Con la serie cadetta aumentano le difficoltà, come intende alzare l’asticella?
«L’asticella si alza fisiologicamente con il cambio di categoria. Noi abbiamo delle giocatrici da serie B che ci hanno permesso di fare un campionato da leader, ma tutto il calcio femminile sta crescendo ed è chiaro che sarà sempre più difficile. Infine, a me piace tornare a casa soddisfatto dopo le partite, quindi faremo tutto il possibile per affrontare la cadetteria nel migliore dei modi».

“Prima ero solo uno spettatore, adesso il calcio è parte integrante della mia vita”

Che giudizio esprime sulla rosa che ha conquistato la promozione?
«Un gruppo di ragazze che ha dimostrato grandi qualità in campo e fuori del campo e questo nel femminile ha un grande peso. C’è uno zoccolo duro che è fondamentale per lo spogliatoio, con giocatrici di categoria superiore e alcune giovani di grande prospettiva».

Emiliano Testini si è dimostrato un tecnico d’avanguardia, che futuro gli predice?
«Emiliano è la mia persona di fiducia nel calcio e tra di noi c’è un rapporto di amicizia che va oltre. È stato un ottimo allenatore e ha saputo guidare le ragazze passo dopo passo, convincendole di essere le più forti; detto questo, è innamorato ancora della sua vita da calciatore e ha, contemporaneamente, le capacità per ricoprire più ruoli all’interno di una società. Posso dire, infatti, che in questa nostra stagione insieme è stato un manager all’inglese, occupandosi di vari aspetti».

Quanto le è bruciato uscire dalla Coppa Italia?
«Abbastanza. D’altra parte dovevamo giocare tre partite in sette giorni, in un girone difficile, con tanti scontri diretti e con sei, sette, squadre, che come noi lottavano per vincerlo. Mi è dispiaciuto, comunque, perdere ai rigori e uscire dalla Coppa Italia contro la Ternana perché non ci abbiamo nemmeno provato».

Qual è stata la svolta della stagione?
«Io ci ho sempre creduto, ma tra crederci e vincere c’è differenza. Il primo pareggio in casa contro l’Azalee Solbiatese è stato uno shock, l’abbiamo ripresa all’ultimo respiro e c’era un abisso rispetto a tutto quello che avevo visto in ritiro e nelle partite pre campionato. Poi è scoccata la scintilla e la squadra ha trovato la sua alchimia. Emiliano (Testini, ndr) è stato un martello per tutta la stagione e mi piace raccontare l’episodio con il Pontedera: la squadra stava vincendo tre a zero e lui continuava a spingerla avanti, allora Ulivieri, allenatore avversario, scherzosamente gli ha detto “Ce lo farai fare almeno un gol” ed Emiliano, secco, ha risposto “No”; in quella risposta c’è tutta la sua cazzimma, di uomo e di allenatore. Posso dire, poi, che nella netta vittoria di Pinerolo abbiamo espresso tutta la nostra consapevolezza, il campionato si è chiuso lì in attesa della matematica. Però ci sono stati tanti momenti decisivi, senza contare che non abbiamo mai rinviato una partita per Covid. A Ivrea, in questo senso, ci hanno teso un ‘tranello’, iniziando dalla contestazione dei green pass, cosa che non potevano nemmeno fare. Abbiamo dovuto litigare, c’era tensione, le ragazze erano contate e demoralizzate, non avevamo cambi e abbiamo portato a casa lo 0-0. I campionati si vincono anche in momenti come quelli».

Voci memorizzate
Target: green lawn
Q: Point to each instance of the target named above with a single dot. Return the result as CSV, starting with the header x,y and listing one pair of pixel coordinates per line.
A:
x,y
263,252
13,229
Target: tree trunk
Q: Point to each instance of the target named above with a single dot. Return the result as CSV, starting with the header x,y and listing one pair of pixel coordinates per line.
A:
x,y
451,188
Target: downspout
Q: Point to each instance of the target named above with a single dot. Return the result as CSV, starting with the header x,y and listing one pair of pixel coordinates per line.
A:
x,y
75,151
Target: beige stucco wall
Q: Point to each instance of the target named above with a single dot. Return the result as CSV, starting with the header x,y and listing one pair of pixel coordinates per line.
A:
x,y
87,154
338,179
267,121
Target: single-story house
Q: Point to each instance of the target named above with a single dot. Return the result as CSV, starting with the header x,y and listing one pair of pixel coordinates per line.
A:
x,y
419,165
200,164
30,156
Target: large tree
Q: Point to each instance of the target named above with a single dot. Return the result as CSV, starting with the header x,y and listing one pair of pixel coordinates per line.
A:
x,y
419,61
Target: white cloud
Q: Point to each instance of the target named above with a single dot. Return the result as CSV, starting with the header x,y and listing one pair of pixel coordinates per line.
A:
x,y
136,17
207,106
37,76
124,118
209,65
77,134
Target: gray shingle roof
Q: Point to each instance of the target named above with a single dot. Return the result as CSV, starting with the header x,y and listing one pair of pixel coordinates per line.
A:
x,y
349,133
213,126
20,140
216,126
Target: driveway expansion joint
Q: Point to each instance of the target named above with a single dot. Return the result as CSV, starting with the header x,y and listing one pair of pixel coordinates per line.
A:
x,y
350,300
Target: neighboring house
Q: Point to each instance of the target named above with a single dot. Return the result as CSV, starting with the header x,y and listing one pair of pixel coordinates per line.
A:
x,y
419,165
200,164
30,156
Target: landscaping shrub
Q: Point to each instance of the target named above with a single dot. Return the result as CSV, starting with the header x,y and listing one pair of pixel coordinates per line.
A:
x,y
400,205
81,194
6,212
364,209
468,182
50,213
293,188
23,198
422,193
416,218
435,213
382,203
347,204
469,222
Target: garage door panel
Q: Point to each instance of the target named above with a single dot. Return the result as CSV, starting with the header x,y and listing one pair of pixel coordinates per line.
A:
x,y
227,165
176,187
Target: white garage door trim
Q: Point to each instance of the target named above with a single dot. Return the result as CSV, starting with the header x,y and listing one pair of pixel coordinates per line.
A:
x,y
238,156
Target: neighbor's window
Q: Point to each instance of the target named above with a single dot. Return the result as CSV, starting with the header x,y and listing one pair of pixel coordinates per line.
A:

DOMANDE SUL MATERIALE
**A)** Puoi ricopiare dall'intervista sulla promozione il passo da "Con la serie" a "conquistato la promozione?"?
**B)** Come prosegue l'intervista sulla promozione dopo l'ultima frase riportata? Scrivine il seguito.

RISPOSTE NUMERATE
**A)**
Con la serie cadetta aumentano le difficoltà, come intende alzare l’asticella?
«L’asticella si alza fisiologicamente con il cambio di categoria. Noi abbiamo delle giocatrici da serie B che ci hanno permesso di fare un campionato da leader, ma tutto il calcio femminile sta crescendo ed è chiaro che sarà sempre più difficile. Infine, a me piace tornare a casa soddisfatto dopo le partite, quindi faremo tutto il possibile per affrontare la cadetteria nel migliore dei modi».

“Prima ero solo uno spettatore, adesso il calcio è parte integrante della mia vita”

Che giudizio esprime sulla rosa che ha conquistato la promozione?

**B)**
Che accordi avete per l’utilizzo dello stadio in vista della serie B?
«Esiste una convenzione che il Comune ha stipulato con l’S.S. Arezzo e noi con loro abbiamo un accordo per l’utilizzo dello stadio, riconfermato anche per la stagione 2022-23».

Guido Vaciago, neo direttore di Tuttosport, ha dichiarato: «Il calcio ha perso il 40% della generazione Z a cui non interessa affatto e nel rimanente 60% la componente femminile è molto alta». Un endorsment per il calcio femminile che sta crescendo a livello globale con investimenti mirati e importanti. Che sviluppi prevede e come pensa possa crescere il calcio femminile ad Arezzo?
«Credo anch’io che il calcio femminile abbia un grande potenziale. Da parte nostra faremo tutto il possibile per coinvolgere la città e per avvicinarla all’ACF Arezzo, imprenditori compresi, che possono avere in cambio tanta visibilità. Ora, c’è qualcuno che non ci ha mai visto giocare e si potrebbe divertire, ve lo assicuro. Se giocassimo nello stesso stadio, ogni domenica ci sarebbe una squadra amaranto da seguire, stessi colori, stessa città. Non sarebbe meraviglioso?».